TEXT SECTION —
BEGIN

The Disability Representation on 'The Bold Type' Needs to Be Bolder

Photo credit: Jonathan Wenk
Photo credit: Jonathan Wenk

From ELLE

My mother’s legend has it that one of my first words was “magazine.” I can’t confirm this, but I do have vague memories of demanding an issue from the rack at the grocery store, eager to flip through its glossy pages. As I grew older, I was just as excited to read the words inside those pages, devouring details of my favorite celebs’ personal lives like candy.

But every page that didn’t include an interview with one of my faves was a different story. As a wheelchair user with coordination limitations, I couldn’t try the latest eye shadow trend without first learning the tips and tricks to make application easier for me, a disabled woman. I couldn’t buy the designer dresses with zippers in the back or jeans with complicated buttons in the front; I need adaptive clothing options. And I didn’t just want advice for my first date—I needed someone who looked like me to tell the story of hers, so I could believe I would go on my own. Those stories didn’t exist then, but I held on to hope that one day, I would see a disabled woman on the cover of my favorite magazine, surrounded by headlines promising a whole book filled with content aimed at enriching my disabled life. I’m still holding on.

END

REQUIRED ACTION — Copy the article above on disability representation in "The Bold Type" word for word, from its headline to its last sentence.

SOURCE MATERIAL —
BEGIN

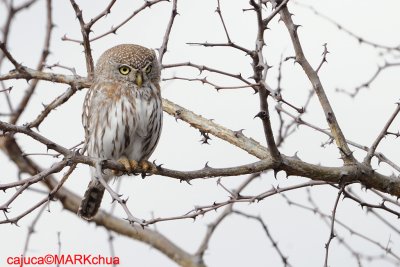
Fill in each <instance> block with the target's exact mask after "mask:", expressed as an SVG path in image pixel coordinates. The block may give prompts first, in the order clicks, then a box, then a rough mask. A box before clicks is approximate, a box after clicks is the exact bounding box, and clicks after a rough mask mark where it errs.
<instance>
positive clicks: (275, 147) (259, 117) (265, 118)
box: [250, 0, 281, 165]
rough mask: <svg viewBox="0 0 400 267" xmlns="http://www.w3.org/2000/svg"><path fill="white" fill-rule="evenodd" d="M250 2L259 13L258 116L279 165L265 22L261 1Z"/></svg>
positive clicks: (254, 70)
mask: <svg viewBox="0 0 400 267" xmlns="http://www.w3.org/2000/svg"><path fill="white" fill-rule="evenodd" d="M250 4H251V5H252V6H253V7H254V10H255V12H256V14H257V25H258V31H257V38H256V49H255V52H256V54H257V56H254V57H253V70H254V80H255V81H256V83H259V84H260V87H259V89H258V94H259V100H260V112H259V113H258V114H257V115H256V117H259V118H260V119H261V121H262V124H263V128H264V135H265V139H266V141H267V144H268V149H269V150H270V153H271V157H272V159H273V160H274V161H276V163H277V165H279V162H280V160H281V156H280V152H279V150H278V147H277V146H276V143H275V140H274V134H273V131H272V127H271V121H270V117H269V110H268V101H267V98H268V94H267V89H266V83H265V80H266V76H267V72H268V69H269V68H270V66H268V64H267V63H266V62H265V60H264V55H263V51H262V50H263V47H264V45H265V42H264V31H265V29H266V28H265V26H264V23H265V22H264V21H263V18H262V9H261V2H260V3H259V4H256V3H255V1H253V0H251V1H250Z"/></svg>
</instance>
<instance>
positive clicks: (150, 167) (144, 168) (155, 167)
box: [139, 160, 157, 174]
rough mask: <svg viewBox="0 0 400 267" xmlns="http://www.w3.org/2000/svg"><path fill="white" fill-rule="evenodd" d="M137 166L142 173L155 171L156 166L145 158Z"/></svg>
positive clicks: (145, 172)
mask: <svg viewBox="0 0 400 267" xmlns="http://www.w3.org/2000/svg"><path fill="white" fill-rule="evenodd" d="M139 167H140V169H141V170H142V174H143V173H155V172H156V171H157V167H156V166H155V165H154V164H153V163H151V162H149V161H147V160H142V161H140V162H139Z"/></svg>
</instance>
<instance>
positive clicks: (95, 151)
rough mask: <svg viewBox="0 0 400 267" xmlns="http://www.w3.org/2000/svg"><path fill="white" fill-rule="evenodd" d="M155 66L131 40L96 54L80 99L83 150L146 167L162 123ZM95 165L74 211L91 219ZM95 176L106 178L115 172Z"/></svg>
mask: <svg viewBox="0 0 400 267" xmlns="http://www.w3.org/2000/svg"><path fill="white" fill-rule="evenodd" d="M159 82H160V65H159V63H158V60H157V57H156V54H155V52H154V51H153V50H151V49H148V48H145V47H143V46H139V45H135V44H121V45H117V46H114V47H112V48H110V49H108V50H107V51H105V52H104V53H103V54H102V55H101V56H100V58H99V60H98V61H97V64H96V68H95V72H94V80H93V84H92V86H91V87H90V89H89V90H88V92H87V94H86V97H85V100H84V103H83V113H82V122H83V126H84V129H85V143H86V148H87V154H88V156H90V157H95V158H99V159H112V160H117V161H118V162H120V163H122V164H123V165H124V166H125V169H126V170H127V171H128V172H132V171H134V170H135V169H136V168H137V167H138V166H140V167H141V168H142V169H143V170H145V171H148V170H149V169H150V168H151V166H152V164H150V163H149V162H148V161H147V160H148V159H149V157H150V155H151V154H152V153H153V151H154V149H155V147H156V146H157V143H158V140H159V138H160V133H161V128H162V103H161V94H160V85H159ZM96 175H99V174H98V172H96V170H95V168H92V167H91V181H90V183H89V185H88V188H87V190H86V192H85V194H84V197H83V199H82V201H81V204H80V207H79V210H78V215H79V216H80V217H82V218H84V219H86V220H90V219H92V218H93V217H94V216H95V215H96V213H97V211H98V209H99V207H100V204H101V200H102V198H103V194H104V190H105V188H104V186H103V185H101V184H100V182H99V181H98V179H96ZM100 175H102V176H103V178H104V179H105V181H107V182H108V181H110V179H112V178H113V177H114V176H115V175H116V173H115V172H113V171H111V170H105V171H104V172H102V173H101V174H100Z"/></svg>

END
BEGIN

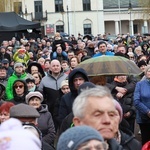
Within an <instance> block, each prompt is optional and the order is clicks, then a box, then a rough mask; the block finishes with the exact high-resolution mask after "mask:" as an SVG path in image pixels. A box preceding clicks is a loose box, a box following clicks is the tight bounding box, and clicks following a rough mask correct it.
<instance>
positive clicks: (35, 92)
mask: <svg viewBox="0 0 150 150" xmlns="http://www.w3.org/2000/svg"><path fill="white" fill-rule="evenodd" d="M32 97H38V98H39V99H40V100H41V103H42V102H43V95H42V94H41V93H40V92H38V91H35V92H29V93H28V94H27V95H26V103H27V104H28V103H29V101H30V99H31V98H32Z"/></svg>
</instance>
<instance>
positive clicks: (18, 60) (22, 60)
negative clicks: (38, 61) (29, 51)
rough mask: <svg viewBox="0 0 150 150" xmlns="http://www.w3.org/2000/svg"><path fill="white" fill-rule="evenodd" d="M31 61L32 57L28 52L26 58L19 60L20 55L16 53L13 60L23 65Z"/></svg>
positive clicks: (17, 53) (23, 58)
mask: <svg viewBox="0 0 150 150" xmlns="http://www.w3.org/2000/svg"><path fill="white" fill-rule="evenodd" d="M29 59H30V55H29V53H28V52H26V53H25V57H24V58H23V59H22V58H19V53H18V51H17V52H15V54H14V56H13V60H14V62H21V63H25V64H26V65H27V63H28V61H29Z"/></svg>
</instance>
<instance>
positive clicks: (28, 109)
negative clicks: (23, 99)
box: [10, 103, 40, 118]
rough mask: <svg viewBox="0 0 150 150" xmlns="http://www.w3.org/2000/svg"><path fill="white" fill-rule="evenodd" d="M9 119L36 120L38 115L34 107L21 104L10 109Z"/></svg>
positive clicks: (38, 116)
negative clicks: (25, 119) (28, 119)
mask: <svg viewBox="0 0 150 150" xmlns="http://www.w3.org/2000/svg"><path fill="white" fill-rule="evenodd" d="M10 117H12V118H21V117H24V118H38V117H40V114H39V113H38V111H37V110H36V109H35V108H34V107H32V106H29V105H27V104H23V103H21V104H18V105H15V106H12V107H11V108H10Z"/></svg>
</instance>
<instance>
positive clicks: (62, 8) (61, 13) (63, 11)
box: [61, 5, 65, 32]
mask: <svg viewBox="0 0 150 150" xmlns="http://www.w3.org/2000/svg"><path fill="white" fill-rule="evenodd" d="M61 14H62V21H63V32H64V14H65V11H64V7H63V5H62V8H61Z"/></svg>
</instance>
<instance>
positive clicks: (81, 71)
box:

END

ANSWER BOX —
The Disability Representation on 'The Bold Type' Needs to Be Bolder

Photo credit: Jonathan Wenk
Photo credit: Jonathan Wenk

From ELLE

My mother’s legend has it that one of my first words was “magazine.” I can’t confirm this, but I do have vague memories of demanding an issue from the rack at the grocery store, eager to flip through its glossy pages. As I grew older, I was just as excited to read the words inside those pages, devouring details of my favorite celebs’ personal lives like candy.

But every page that didn’t include an interview with one of my faves was a different story. As a wheelchair user with coordination limitations, I couldn’t try the latest eye shadow trend without first learning the tips and tricks to make application easier for me, a disabled woman. I couldn’t buy the designer dresses with zippers in the back or jeans with complicated buttons in the front; I need adaptive clothing options. And I didn’t just want advice for my first date—I needed someone who looked like me to tell the story of hers, so I could believe I would go on my own. Those stories didn’t exist then, but I held on to hope that one day, I would see a disabled woman on the cover of my favorite magazine, surrounded by headlines promising a whole book filled with content aimed at enriching my disabled life. I’m still holding on.